# Texto proporcionado
------------

Que empiecen los juegos

Parafraseando los libros y películas, el título bien pudo ser “Que empiecen los juegos del hambre”. Lamentablemente el hambre hace tiempo que ya empezó, y los resultados electorales del 2026 no van a cambiar ello en el corto plazo.


Más allá de si Boluarte se adelantó en convocar a comicios y por qué lo hizo, lo cierto es que estamos a puertas del proceso electoral potencialmente más polarizado y violento de lo que va de este siglo.

Al menos desde los comicios de 1990, el racismo, la discriminación y los prejuicios tiñen los debates electorales, las preferencias de voto, e incluso el reconocimiento del derecho de las y los votantes de determinados sectores y características.

Si tomamos en cuenta que 1980 fue la primera vez en que la totalidad de peruanos y peruanas votaron sin restricciones por nivel educativo, sexo u otro, se explica en parte que en el imaginario de algunos sectores quienes tenían restringido antes el voto debieran tenerlo restringido también ahora.

El asunto es que quienes habían sido excluidos por el sistema educativo eran principalmente mujeres, personas indígenas, hablantes de lenguas originarias, habitantes de zonas rurales y empobrecidas.

Esta exclusión del sistema educativo es una expresión del racismo estructural, por el cual el sistema no está diseñado para atender a quienes considera menos ciudadanos (o menos humanos). Y es ese mismo desprecio, el que expresan diversos líderes políticos, especialmente cuando los resultados no les favorecen, desde Vargas Llosa hasta Fujimori Higuchi, pasando por unos cuantos trolls y aspirantes a famosos en las redes sociales.

Pero, en las últimas elecciones se cruzó una línea, y aún no encontramos el camino de retorno.

Las expresiones racistas y actitudes discriminatorias que se limitaban a los discursos y los debates presenciales, en medios de comunicación y redes sociales pasaron a la acción el 2021 al interponerse acciones legales para desconocer los votos de personas indígenas, empobrecidas, de ámbitos rurales.

Hasta el día de hoy, diversos líderes de derechas que perdieron la contienda sostienen que hubo fraude. Esto a pesar de no existir evidencia de ello como lo han demostrado las autoridades electorales y el propio informe desarrollado por estas tiendas políticas en el Congreso.

Uno de los argumentos era que las firmas eran algo diferentes del documento de identidad o que el trazo no era firme. Este argumento invisibiliza de manera deliberada que la calidad educativa ofrecida en esas zonas es deplorable, y que además si solo se emplea la escritura o la firma eventualmente, se va perdiendo destreza. 

Por tanto es un argumento especialmente perverso, ya que instrumentaliza una deficiencia producto de la discriminación estructural del Estado para ejercer una segunda exclusión, negándoles no solo el derecho a una educación de calidad y al ejercicio del voto, sino en el fondo negando su condición ciudadana, e incluso humana.

------------

# Ejercicio
Según el texto sobre las elecciones en el Perú, ¿en qué año votaron por primera vez todos los peruanos y peruanas sin restricciones por nivel educativo, sexo u otro? El material no interviene en esta pregunta.

------------

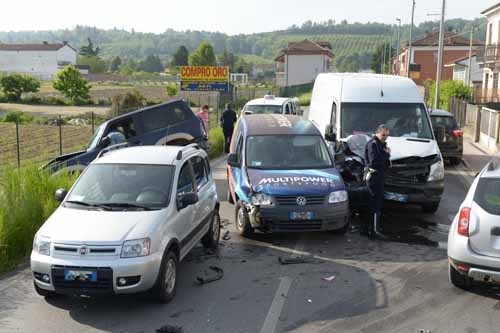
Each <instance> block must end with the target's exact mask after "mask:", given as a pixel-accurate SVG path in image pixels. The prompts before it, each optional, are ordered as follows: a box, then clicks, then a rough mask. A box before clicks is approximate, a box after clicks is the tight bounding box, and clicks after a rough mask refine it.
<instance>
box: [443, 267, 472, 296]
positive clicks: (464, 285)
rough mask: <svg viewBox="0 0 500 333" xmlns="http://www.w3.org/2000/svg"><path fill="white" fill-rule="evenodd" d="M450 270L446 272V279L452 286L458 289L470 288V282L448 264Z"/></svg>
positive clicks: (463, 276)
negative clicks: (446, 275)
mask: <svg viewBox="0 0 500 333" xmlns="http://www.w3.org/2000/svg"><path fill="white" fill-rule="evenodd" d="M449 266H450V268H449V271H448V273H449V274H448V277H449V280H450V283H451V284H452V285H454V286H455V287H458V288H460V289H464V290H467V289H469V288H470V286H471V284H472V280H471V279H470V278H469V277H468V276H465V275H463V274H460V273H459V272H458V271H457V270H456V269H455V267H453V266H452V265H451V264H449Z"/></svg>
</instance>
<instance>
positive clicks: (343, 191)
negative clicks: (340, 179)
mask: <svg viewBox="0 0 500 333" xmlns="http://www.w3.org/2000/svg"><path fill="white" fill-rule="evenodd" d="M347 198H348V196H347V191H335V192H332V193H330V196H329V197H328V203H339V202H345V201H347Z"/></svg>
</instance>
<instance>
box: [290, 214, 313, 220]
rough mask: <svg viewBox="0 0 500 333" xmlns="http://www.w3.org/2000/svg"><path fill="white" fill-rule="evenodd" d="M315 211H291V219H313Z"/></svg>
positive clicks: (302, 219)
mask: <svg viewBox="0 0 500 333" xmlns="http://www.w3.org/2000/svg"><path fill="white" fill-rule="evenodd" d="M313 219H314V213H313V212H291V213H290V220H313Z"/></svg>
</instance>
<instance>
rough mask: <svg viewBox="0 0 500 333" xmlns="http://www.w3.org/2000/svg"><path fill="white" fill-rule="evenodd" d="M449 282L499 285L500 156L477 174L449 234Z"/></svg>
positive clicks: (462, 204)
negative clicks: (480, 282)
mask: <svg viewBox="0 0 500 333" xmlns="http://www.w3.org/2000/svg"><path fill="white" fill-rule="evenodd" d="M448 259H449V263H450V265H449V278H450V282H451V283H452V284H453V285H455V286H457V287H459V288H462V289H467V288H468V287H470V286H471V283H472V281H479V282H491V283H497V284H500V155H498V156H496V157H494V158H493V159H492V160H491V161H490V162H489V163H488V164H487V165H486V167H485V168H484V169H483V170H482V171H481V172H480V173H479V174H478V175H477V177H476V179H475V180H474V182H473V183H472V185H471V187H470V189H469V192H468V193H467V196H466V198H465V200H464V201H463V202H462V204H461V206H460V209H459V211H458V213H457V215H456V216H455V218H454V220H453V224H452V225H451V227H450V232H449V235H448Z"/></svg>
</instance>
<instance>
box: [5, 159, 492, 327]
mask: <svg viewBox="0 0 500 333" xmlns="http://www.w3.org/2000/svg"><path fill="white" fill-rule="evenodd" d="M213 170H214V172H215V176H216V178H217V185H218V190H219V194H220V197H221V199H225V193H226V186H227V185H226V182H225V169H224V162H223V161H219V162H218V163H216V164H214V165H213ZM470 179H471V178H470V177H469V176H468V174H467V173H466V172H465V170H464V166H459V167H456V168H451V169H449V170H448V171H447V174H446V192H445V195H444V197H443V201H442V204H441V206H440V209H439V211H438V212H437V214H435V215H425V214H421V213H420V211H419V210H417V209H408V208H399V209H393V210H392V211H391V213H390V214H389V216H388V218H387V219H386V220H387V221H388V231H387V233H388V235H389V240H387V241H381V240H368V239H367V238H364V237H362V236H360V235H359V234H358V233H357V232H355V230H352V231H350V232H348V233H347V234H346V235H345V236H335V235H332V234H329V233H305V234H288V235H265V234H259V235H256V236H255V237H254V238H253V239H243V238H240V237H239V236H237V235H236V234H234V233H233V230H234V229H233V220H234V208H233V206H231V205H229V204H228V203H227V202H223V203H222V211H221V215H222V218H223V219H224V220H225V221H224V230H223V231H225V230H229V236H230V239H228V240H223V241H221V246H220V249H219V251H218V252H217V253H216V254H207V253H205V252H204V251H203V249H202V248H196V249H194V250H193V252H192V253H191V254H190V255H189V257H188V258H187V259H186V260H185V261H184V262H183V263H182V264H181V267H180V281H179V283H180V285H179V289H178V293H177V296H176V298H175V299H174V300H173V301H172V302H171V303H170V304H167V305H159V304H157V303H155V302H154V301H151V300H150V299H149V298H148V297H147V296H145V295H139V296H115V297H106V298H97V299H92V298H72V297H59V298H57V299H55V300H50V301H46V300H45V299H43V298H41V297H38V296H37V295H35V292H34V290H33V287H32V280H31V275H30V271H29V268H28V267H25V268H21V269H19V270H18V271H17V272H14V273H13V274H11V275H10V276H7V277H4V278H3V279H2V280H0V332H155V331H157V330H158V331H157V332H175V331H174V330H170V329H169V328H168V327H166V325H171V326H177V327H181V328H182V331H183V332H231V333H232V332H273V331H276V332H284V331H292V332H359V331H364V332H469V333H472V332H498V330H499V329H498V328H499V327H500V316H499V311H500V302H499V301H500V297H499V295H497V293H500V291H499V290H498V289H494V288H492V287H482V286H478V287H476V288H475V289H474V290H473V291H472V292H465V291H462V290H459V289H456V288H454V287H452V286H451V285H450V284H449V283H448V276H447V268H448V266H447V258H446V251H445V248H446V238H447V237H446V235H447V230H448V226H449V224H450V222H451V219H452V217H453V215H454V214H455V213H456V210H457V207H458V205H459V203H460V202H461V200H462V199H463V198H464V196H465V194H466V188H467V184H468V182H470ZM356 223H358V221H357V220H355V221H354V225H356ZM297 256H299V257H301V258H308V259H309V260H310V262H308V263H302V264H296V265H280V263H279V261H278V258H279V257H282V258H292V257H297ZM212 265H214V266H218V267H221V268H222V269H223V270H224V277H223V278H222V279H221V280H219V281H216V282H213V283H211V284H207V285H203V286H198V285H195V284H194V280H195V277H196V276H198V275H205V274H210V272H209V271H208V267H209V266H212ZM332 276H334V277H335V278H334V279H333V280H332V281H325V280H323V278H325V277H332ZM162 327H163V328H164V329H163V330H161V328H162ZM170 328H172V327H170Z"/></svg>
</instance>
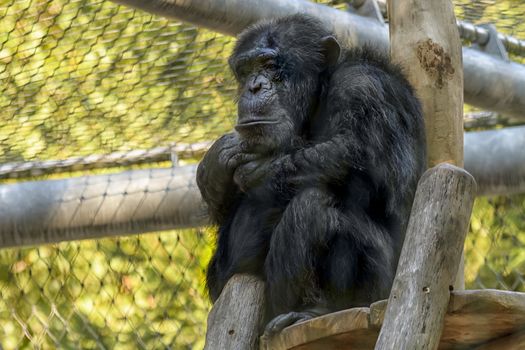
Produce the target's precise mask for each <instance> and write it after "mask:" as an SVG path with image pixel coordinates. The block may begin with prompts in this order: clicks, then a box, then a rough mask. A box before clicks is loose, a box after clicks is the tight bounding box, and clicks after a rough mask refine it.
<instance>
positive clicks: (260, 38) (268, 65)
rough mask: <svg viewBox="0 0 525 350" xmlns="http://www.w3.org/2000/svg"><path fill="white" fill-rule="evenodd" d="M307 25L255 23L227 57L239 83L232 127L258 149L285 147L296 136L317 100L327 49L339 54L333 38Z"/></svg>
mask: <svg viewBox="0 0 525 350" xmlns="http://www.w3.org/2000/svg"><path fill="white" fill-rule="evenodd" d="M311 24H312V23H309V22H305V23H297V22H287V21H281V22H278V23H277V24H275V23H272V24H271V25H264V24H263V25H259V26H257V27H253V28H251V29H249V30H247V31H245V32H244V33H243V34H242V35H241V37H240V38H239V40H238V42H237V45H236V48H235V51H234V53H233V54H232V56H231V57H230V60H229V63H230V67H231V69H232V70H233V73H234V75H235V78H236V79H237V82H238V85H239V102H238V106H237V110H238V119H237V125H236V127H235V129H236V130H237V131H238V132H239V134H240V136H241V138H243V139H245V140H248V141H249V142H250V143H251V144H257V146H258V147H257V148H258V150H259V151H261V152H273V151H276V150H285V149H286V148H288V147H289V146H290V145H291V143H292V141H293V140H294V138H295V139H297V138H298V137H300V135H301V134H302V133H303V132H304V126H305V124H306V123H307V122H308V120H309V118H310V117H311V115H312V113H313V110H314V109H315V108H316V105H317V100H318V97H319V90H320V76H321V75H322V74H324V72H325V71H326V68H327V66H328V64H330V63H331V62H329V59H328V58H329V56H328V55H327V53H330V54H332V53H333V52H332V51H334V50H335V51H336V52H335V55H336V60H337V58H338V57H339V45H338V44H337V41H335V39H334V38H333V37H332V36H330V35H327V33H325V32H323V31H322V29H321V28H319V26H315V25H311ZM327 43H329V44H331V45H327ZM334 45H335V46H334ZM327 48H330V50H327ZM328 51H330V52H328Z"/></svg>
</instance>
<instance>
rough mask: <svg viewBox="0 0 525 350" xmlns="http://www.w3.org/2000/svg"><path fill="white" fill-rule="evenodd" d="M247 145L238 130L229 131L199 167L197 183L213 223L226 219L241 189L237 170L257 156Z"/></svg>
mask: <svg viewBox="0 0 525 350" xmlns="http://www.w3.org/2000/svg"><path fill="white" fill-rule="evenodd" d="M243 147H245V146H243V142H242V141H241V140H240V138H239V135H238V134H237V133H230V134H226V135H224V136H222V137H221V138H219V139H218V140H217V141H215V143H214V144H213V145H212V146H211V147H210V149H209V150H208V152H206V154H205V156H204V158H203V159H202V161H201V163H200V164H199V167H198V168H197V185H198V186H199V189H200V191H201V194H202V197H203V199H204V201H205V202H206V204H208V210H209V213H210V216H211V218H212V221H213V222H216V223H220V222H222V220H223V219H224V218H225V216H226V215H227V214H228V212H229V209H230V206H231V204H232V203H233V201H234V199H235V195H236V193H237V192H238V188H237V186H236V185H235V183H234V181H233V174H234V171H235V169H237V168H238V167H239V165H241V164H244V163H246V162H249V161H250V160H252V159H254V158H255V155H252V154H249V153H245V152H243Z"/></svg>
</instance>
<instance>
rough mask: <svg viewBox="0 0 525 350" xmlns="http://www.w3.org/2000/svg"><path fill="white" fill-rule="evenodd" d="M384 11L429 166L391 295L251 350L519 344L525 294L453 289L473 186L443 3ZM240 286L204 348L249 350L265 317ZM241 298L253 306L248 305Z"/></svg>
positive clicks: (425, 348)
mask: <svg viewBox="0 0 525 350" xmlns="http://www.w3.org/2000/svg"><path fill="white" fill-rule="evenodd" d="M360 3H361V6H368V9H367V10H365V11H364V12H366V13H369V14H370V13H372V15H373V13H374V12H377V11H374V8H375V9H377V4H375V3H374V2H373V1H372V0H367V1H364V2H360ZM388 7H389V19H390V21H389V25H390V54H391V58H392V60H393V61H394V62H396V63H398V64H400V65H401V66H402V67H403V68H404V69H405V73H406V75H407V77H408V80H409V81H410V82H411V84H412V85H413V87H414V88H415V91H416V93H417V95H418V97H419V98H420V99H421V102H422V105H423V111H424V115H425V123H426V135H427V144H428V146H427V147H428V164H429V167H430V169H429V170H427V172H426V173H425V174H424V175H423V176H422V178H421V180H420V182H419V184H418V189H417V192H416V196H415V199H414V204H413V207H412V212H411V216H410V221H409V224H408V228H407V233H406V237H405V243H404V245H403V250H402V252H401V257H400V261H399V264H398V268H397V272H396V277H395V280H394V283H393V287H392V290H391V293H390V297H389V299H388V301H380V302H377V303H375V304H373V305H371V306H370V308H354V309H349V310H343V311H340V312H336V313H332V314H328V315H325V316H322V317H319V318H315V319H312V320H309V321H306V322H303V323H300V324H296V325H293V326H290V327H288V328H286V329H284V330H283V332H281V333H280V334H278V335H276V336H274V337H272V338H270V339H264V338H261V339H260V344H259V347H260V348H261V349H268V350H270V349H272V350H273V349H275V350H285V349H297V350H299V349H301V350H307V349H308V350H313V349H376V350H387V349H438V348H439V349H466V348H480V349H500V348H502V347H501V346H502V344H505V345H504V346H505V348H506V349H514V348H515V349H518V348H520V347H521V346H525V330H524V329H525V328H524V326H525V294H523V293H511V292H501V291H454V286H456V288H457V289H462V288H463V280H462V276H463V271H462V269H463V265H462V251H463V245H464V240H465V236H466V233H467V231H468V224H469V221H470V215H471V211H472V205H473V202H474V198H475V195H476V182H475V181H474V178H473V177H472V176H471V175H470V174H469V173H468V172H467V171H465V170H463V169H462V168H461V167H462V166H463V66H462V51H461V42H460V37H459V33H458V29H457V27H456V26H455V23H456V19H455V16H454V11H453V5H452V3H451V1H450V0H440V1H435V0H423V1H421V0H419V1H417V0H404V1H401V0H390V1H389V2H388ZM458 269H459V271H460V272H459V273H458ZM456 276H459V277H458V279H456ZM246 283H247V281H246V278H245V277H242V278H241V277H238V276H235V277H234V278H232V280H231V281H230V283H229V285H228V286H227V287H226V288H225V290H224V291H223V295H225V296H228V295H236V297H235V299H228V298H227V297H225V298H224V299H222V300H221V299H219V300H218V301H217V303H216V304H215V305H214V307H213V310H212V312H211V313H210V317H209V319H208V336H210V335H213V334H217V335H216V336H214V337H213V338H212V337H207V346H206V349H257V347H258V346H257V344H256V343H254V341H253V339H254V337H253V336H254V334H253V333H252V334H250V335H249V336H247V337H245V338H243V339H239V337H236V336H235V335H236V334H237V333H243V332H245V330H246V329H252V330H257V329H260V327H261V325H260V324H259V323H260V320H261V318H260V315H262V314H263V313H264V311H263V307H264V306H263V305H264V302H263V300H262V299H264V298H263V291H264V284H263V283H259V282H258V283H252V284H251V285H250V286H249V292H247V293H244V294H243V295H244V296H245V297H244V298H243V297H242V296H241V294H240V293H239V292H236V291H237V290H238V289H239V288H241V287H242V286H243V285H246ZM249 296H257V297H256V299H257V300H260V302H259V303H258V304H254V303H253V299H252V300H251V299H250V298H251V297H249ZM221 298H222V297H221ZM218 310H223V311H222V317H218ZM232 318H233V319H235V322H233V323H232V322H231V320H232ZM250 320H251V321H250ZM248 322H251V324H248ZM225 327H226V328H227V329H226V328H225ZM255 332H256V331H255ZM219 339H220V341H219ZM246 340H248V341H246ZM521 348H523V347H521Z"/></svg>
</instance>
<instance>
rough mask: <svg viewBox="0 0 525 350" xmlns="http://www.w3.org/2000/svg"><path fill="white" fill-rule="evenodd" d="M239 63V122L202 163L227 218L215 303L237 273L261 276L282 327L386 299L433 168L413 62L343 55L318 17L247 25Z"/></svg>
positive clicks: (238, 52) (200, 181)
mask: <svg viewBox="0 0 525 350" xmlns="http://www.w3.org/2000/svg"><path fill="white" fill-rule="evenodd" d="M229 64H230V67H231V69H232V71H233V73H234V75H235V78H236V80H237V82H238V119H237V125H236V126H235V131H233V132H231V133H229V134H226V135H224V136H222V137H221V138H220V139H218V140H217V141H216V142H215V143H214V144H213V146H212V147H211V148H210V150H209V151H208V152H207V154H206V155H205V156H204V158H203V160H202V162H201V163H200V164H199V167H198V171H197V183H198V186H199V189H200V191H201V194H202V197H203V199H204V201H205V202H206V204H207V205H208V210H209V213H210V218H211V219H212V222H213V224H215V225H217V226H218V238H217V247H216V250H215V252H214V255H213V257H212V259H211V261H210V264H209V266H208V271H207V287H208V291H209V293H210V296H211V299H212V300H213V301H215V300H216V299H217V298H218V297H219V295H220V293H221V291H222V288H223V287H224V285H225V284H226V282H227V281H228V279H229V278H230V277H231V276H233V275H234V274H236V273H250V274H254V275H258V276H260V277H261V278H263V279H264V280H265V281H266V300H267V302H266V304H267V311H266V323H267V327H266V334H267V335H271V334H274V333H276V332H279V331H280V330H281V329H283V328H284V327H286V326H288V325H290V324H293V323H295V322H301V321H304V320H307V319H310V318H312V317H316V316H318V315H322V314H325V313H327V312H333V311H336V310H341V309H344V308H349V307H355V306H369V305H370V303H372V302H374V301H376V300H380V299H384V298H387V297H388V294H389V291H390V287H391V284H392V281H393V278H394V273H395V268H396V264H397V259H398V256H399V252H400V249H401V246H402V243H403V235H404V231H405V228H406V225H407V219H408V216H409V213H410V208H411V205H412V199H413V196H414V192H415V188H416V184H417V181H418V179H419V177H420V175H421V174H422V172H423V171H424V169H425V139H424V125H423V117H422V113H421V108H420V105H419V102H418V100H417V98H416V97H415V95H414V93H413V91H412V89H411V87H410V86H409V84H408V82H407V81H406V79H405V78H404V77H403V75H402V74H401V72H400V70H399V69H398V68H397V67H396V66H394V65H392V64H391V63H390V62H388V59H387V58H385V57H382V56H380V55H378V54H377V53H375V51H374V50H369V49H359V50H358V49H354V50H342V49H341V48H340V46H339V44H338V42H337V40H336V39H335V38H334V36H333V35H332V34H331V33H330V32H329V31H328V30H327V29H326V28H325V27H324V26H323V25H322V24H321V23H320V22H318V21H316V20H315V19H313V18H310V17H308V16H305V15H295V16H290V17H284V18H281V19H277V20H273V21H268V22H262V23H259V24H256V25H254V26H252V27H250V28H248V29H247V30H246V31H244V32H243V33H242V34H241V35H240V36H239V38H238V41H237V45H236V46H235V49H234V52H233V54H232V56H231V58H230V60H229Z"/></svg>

------------

# Tarea resuelta
En 1980.